▸ Brano da leggere
Siete pronti per un autunno di pregiudizi e di paura?

Un sito Internet vicino a Daesh avrebbe indicato nell’Italia il prossimo obiettivo terroristico. Diciamo che non vi sarebbe molto da meravigliarsene, visto che fino ad ora il nostro Paese...

Un sito Internet vicino a Daesh avrebbe indicato nell’Italia il prossimo obiettivo terroristico. Diciamo che non vi sarebbe molto da meravigliarsene, visto che fino ad ora il nostro Paese è stato risparmiato dalla furia dei kamikaze, dai tagliagole che per strada si manifestano altrettanto all’improvviso, come è accaduto ad Helsinki pochi giorni or sono.
Il tasso di imprevedibilità di questo metodo di applicazione del terrore diffuso include la concreta possibilità che in qualche città italiana la follia omicida possa trovare la sua ferale applicazione.
Le misure di sicurezza, dunque, saranno ancora una volta al centro del dibattito politico e si cercherà di estenderle a quante più manifestazioni e luoghi pubblici possibili.
Grandi studiosi dei fenomeni del terrore, ed in particolare di quelli alimentatisi negli ultimi decenni nel calderone mediorientale, avranno già svolto le loro relazioni sui tavoli governativi esponendo tattiche e strategie da mettere in essere per prevenire ogni possibile attacco.

▸ Righe mostrate
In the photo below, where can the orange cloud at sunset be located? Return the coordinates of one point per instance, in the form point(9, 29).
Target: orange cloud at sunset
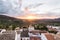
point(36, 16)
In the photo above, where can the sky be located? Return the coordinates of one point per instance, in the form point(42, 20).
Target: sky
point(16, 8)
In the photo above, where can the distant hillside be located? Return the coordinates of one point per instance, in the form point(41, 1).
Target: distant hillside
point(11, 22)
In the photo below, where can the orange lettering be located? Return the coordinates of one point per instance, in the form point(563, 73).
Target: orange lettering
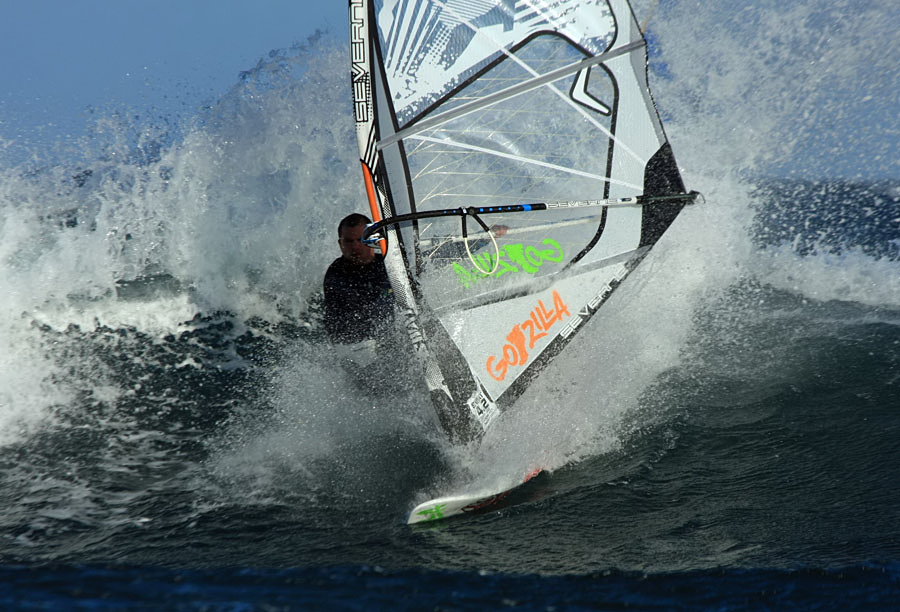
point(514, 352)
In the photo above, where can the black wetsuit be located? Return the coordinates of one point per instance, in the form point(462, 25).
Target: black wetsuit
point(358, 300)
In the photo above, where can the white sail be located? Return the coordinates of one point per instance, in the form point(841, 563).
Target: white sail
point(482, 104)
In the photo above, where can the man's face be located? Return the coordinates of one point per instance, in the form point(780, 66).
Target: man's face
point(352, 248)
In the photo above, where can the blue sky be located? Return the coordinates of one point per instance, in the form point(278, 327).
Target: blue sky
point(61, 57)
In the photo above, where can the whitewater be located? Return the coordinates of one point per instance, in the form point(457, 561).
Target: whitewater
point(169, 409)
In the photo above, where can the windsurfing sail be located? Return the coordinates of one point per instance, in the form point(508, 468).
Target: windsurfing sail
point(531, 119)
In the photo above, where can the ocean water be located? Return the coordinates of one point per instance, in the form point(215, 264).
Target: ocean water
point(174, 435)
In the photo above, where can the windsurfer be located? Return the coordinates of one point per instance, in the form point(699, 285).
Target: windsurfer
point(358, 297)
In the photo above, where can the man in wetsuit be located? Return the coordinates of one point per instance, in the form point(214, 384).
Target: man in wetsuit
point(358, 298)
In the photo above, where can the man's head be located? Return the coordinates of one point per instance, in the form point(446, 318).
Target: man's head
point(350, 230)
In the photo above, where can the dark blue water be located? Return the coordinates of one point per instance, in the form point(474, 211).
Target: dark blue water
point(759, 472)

▸ Compiti proposti
a – Secondo il brano da leggere, per quale motivo non sarebbe sorprendente che l'Italia venga indicata come prossimo obiettivo terroristico?
b – Riscrivi in forma più breve il paragrafo del brano da leggere che comincia con "Grandi studiosi dei fenomeni del terrore", mantenendone i fatti principali.
c – Rispondi alle seguenti domande sul brano da leggere:
(i) In quale città è avvenuto l'attacco citato come accaduto pochi giorni prima?
(ii) A che cosa si cercherà di estendere le misure di sicurezza?
(iii) Su quali tavoli gli studiosi avranno già svolto le loro relazioni?

▸ Risposte ai compiti
a – Perché finora l'Italia è stata risparmiata dalla furia dei kamikaze e dei tagliagole che per strada colpiscono all'improvviso, come è accaduto a Helsinki pochi giorni prima.

b – Esperti del terrore, soprattutto di quello nato negli ultimi decenni in Medio Oriente, avranno già presentato ai tavoli governativi relazioni su tattiche e strategie per prevenire ogni possibile attacco.

c –
(i) A Helsinki.
(ii) A quante più manifestazioni e luoghi pubblici possibili.
(iii) Sui tavoli governativi.